→ **LISTED RECORDS**:
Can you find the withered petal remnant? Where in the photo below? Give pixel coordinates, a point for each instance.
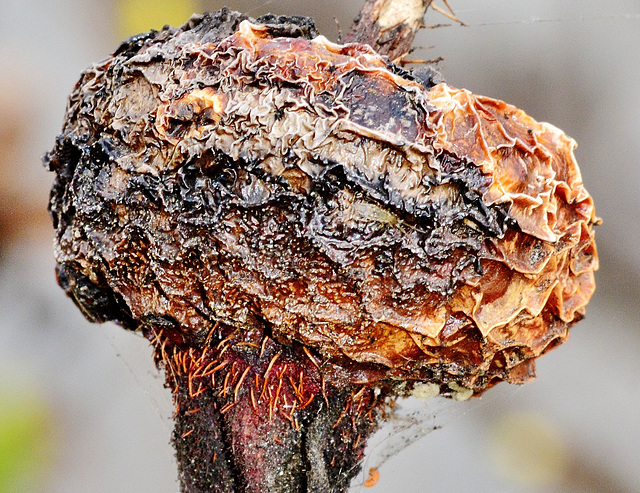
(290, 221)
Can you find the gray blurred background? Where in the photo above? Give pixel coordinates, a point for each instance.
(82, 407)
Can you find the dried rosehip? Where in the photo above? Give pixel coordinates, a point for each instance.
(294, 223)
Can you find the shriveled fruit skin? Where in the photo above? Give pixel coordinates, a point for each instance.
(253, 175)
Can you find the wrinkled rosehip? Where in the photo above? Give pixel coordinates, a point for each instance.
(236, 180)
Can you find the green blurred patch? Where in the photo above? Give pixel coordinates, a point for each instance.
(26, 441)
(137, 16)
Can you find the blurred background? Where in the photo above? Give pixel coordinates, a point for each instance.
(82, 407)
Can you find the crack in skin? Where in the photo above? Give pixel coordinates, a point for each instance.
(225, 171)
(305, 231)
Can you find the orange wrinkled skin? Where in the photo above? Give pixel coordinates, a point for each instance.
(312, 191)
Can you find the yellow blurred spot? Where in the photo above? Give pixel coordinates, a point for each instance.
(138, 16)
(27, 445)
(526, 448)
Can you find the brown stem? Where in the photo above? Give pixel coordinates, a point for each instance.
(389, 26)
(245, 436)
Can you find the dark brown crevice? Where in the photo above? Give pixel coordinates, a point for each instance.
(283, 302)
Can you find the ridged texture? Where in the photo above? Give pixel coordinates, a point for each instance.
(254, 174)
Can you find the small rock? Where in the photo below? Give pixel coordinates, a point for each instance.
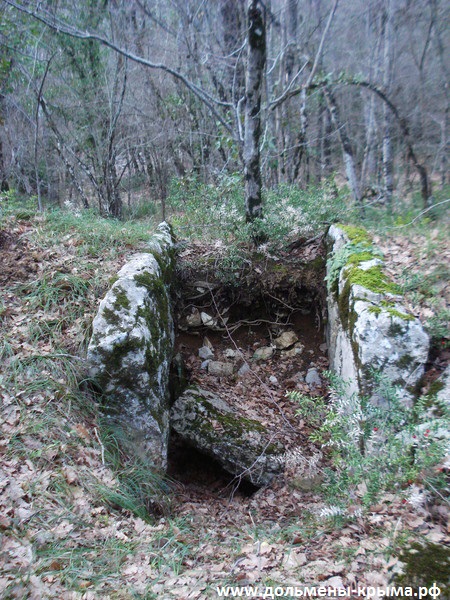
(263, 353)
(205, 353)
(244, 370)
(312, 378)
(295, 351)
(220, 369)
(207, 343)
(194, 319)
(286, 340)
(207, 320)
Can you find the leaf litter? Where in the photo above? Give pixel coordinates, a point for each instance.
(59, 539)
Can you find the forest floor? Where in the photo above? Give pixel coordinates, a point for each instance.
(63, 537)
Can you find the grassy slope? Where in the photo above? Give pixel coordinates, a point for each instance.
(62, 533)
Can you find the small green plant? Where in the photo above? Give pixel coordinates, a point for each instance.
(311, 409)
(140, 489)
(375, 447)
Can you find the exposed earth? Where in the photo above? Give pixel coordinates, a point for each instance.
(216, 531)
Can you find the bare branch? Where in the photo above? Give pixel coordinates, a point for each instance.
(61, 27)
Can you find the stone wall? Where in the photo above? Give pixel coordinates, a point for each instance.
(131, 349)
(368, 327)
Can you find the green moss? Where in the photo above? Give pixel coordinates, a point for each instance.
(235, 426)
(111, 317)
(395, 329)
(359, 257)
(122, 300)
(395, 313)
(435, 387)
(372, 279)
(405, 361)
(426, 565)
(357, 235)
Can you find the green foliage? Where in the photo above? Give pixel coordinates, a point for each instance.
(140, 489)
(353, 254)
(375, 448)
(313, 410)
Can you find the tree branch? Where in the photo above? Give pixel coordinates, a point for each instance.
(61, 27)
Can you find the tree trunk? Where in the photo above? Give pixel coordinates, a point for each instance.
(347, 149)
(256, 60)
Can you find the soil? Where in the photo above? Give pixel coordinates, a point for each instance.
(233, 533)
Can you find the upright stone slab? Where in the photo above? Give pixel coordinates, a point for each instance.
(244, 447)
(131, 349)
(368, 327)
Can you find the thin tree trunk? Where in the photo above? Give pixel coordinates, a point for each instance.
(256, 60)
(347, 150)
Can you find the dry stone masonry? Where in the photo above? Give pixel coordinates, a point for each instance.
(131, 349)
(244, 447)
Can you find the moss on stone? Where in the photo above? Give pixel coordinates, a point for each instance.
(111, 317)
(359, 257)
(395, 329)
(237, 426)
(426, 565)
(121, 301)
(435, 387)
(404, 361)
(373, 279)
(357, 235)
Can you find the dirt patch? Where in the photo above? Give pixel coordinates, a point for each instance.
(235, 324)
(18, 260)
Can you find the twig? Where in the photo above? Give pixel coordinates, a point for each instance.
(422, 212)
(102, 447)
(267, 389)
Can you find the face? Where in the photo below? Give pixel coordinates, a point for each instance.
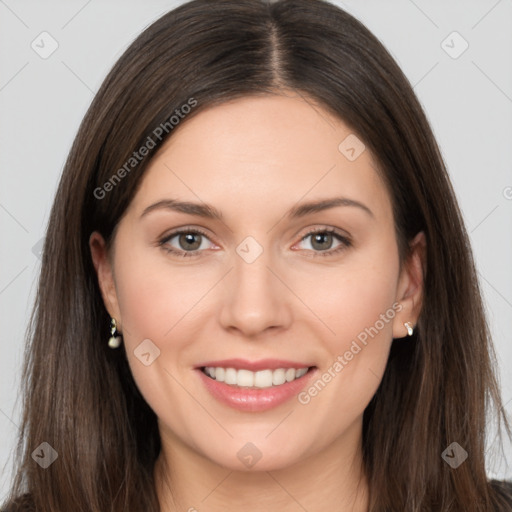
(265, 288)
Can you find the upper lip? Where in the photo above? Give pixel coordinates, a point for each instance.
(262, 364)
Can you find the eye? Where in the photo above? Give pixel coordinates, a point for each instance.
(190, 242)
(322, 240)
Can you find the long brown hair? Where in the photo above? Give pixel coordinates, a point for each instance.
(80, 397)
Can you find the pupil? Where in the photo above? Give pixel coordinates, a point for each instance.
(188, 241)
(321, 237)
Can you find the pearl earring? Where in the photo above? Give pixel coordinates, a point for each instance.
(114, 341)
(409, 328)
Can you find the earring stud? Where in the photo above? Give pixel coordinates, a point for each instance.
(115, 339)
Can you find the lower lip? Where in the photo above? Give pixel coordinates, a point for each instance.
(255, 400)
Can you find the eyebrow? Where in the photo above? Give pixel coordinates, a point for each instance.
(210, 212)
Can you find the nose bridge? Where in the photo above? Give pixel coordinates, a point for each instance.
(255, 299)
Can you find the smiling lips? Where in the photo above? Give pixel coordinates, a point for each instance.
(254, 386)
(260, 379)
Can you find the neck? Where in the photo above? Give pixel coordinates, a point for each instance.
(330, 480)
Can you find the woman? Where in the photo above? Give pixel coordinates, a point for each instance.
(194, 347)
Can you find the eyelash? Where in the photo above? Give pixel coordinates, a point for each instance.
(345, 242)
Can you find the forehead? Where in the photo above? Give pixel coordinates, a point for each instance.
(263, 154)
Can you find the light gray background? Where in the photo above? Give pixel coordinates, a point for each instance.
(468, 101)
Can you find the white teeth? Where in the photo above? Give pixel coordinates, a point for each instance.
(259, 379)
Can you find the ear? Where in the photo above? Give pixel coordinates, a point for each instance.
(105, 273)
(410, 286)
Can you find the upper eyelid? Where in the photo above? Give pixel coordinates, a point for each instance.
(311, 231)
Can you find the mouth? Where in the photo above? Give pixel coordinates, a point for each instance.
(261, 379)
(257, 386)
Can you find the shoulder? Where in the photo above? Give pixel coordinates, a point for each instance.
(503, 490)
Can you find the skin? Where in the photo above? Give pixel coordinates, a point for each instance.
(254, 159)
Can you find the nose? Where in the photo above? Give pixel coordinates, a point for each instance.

→ **ASSIGNMENT**:
Set down all of the material word for word, but keep each picture out.

→ **ANSWER TO THIS PROBLEM**:
Can you find the withered petal remnant? Where in the photo below? Give pixel coordinates, a point for each instance.
(290, 221)
Can you find the gray blurred background? Where in the photo above? Give pixel coordinates, a point for each instance.
(82, 407)
Can you find the dried rosehip? Where in the photo above? Give pixel coordinates, a point for each instance.
(294, 223)
Can you find the shriveled fruit skin? Where in the photo above? Give pixel coordinates, a point for each instance.
(253, 175)
Can you find the wrinkled rosehip? Where in the photo above? Give pixel coordinates, a point for each instance.
(236, 180)
Can you find the green blurred patch? Where in the photo above? Give pixel coordinates, a point for each instance.
(26, 441)
(137, 16)
Can you find the blurred background? Where in the photo above? Give pixel coordinates, a point for each instance.
(82, 407)
Can you find the crack in skin? Where in the photo above? Give pixel coordinates, a point for each instance.
(225, 171)
(305, 231)
Can you find the orange wrinkled skin? Where in the photo above? Give pixel coordinates, a point for each instance.
(312, 191)
Can you find the yellow blurred spot? Where in the photo above? Give pixel coordinates, a point for each instance.
(138, 16)
(27, 445)
(526, 448)
Can you find the brown stem? Where in the photo above? Give pixel coordinates, a point for each instance.
(389, 26)
(245, 436)
Can you find the dark brown crevice? Where in the photo above? Give pixel coordinates, a point for each instance.
(283, 302)
Can you find the ridged texture? Where in the photo above? Give pixel coordinates, a point for each instance.
(254, 174)
Can you find the small rock? Where in the photo below? Give pixel coordinates, a point for each instance.
(263, 353)
(205, 353)
(244, 370)
(312, 378)
(295, 351)
(220, 369)
(207, 343)
(194, 319)
(286, 340)
(207, 320)
Can you find the leaf litter? Where in the photo above? Give pixel coordinates, a point for each instance.
(59, 539)
Can you find the forest floor? Where in the photo above? Give pixel coordinates, a point for each instance.
(63, 537)
Can you find the grassy slope? Where in the photo above? Give pixel coordinates, a point for each instance.
(62, 533)
Can you find the small green plant? Where in the photo above? Give pixel coordinates, a point for each instance.
(311, 409)
(140, 489)
(375, 447)
Can you find the exposed earth? Where in the photo above? Give pixel coordinates, a point for each instance.
(216, 531)
Can you find the bare branch? Where in the photo above? Give pixel coordinates, a point for each instance.
(61, 27)
Can you find the stone wall? Where in the photo above? Give pixel coordinates, a point for each instance.
(131, 349)
(368, 327)
Can you find the green moss? Where in the photo above? Give pixel coordinates, a point for each instance.
(235, 426)
(111, 317)
(395, 329)
(359, 257)
(122, 300)
(395, 313)
(435, 387)
(372, 279)
(405, 361)
(426, 565)
(357, 235)
Can you find the green foliage? Where in the photo above? Give pixel coordinates, a point for each instance.
(140, 489)
(353, 254)
(375, 448)
(313, 410)
Can you find the tree branch? Where in the photo above? Give pixel coordinates, a point for each instance.
(61, 27)
Can you find the tree trunk? Where in the photo above? Give pixel coordinates, a point for each instance.
(347, 149)
(256, 60)
Can you find the soil? Where in the photo above? Give pixel coordinates, a point for each instance.
(233, 533)
Can you find the upright stone slab? Where in the photo above? Give pixel coordinates, a point for each instance.
(244, 447)
(131, 349)
(368, 327)
Can you find the thin tree trunk? Where in the photo above? Give pixel coordinates, a point for each instance.
(256, 60)
(347, 150)
Can you find the dry stone masonry? Where in the photo above? Give pixel coordinates, a point for each instance.
(131, 349)
(244, 447)
Can you find the moss on stone? Where in the photo above? Give pixel coordinates, a point for each instance.
(111, 317)
(359, 257)
(395, 329)
(237, 426)
(426, 565)
(121, 301)
(435, 387)
(404, 361)
(373, 279)
(357, 235)
Can you find the dirt patch? Where in the photo above? Give pixel coordinates, a point for each instance.
(235, 324)
(18, 260)
Can you find the twig? Where in the photo above? Give pixel coordinates, a point for each instance.
(422, 212)
(102, 447)
(267, 389)
Can you find the face? Where in the photo below? Give pixel coordinates, a point for each instance.
(265, 288)
Can you find the upper lip? Where in the photo above? Give pixel coordinates, a point for each instance.
(262, 364)
Can you find the eye? Where in the photo above? Give pixel coordinates, a point for each instance.
(190, 242)
(322, 240)
Can you find the long brown hair? Where in the photo above? Give pixel coordinates, a point for each instance.
(80, 397)
Can you find the pupil? Where in the photo above? Give pixel coordinates, a point for each instance.
(188, 241)
(321, 237)
Can you find the pearl earring? Where in the photo above? Give pixel coordinates, a point for each instance.
(114, 341)
(409, 328)
Can you find the earring stud? Where in the photo above? Give pixel coordinates, a point for each instance.
(115, 339)
Can you find the lower lip? Where in the photo above? Give pixel coordinates, a point for each instance.
(255, 400)
Can you find the eyebrow? Where in the photo above? Give pixel coordinates, a point for each instance.
(210, 212)
Can you find the nose bridge? Where in the photo above? Give pixel coordinates, a point for each instance.
(255, 299)
Can you find the smiling lips? Where in the photo above? Give pixel coordinates, a point for each instance.
(254, 386)
(260, 379)
Can you find the neck? Where in the photo above? Give pixel coordinates, a point for each instance.
(330, 480)
Can you find the woman? Where in the photo above? Give pixel coordinates, a point for each instance.
(194, 347)
Can you find the eyelash? Where in the photo above? Give pixel coordinates, a point for each instance.
(345, 242)
Can you find the forehead? Where in the photo above? Give pixel coordinates, a point for each instance.
(263, 154)
Can you find the light gray background? Where in the photo above? Give pixel coordinates, a point for each instance.
(468, 101)
Can you find the white teeth? Where in the photo above? Give pixel coordinates, a point for each instance.
(259, 379)
Can you find the ear? Where in the photo above? Give pixel coordinates, a point for each instance.
(105, 273)
(410, 286)
Can you find the upper eyelid? Where in the photo above? Give pixel coordinates, a point for each instance.
(311, 231)
Can you find the mouth? Where in the photo above? Give pixel coordinates, a point for each instance.
(261, 379)
(257, 386)
Can you find the shoulder? Where in the photo above? Give pixel coordinates, a point for each instance.
(503, 490)
Can you find the skin? Where in the photo above? Give pixel coordinates, a point for each instance.
(254, 159)
Can you find the nose? Where in the photo above? Give pixel coordinates, a point for each instance.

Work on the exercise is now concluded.